(SET EXERCISE):
Pull out every line in the records below that contains the word "Consider" and copy each one unchanged.

-- Begin DATASET RECORDS --

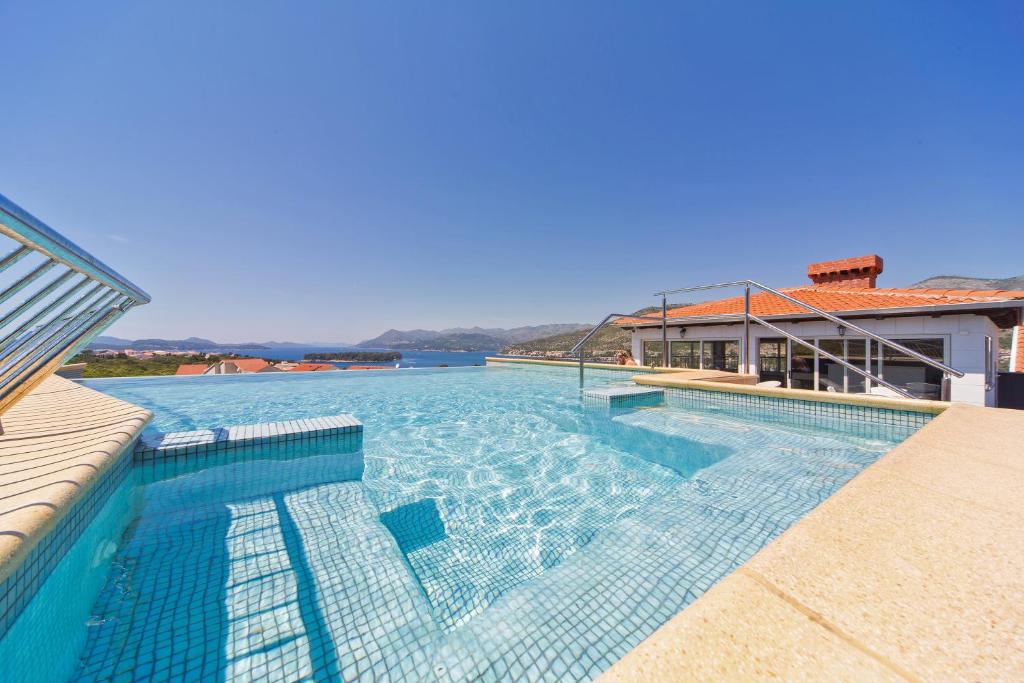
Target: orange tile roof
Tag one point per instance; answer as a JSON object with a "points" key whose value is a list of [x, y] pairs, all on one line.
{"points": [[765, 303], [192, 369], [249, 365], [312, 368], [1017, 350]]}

-- End DATASET RECORDS --
-- Begin DATASET RECORDS --

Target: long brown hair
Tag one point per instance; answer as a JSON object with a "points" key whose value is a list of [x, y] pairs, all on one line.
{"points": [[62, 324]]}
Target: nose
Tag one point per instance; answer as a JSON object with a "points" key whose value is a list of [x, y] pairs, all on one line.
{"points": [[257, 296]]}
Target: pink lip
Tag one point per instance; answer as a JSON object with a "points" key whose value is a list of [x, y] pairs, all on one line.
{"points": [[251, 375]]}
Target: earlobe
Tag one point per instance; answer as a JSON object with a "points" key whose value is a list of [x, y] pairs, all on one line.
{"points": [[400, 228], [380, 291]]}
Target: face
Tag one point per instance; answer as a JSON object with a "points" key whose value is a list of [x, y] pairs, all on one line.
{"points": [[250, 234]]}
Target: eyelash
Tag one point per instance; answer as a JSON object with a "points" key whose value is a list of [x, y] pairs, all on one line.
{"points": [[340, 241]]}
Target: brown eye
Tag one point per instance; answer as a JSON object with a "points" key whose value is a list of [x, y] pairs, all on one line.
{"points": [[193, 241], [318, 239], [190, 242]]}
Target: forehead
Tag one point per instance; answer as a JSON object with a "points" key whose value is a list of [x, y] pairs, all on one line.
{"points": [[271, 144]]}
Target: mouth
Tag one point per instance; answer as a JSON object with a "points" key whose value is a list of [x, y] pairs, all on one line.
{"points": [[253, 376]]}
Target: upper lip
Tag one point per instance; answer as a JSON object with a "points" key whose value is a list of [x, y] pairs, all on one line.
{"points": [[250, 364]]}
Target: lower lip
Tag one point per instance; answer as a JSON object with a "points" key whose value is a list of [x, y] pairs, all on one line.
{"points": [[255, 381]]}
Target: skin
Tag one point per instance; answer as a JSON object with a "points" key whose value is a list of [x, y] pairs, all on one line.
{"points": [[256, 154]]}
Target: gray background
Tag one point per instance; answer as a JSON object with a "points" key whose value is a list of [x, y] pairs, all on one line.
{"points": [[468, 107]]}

-- End DATASET RECORDS --
-- Begin DATASET RECORDS --

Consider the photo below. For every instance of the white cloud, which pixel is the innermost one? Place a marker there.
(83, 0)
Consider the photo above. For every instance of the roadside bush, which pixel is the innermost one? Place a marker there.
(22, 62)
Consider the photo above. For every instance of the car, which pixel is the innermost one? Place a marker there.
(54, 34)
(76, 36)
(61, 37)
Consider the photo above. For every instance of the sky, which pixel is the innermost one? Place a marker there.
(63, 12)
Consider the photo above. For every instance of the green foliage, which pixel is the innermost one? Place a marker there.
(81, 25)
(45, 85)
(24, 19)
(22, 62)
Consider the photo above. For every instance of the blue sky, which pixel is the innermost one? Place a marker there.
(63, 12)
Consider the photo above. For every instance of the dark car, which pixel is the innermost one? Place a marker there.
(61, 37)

-- End DATASET RECORDS --

(EXPECTED ANSWER):
Consider the photo below. For every instance of the white cloud, which pixel is the innermost one? Place a marker there.
Consider the photo above. For every instance of the roadside bush, which pixel is the innermost one? Place a marker there.
Consider the photo above. For every instance of the car, which pixel is the innermost one? Place a marker there.
Consider the photo above. For every instance of the sky, which pixel is the innermost one? Place a marker there.
Consider the photo above. For every instance of the green foliage, which pixel is the innermost one? Place a marker there.
Consider the photo above. For every instance of the blue sky, which pixel is the innermost one? Place a marker there.
Consider the photo above. For every instance of the dark car, which pixel is the innermost one? Place a marker there.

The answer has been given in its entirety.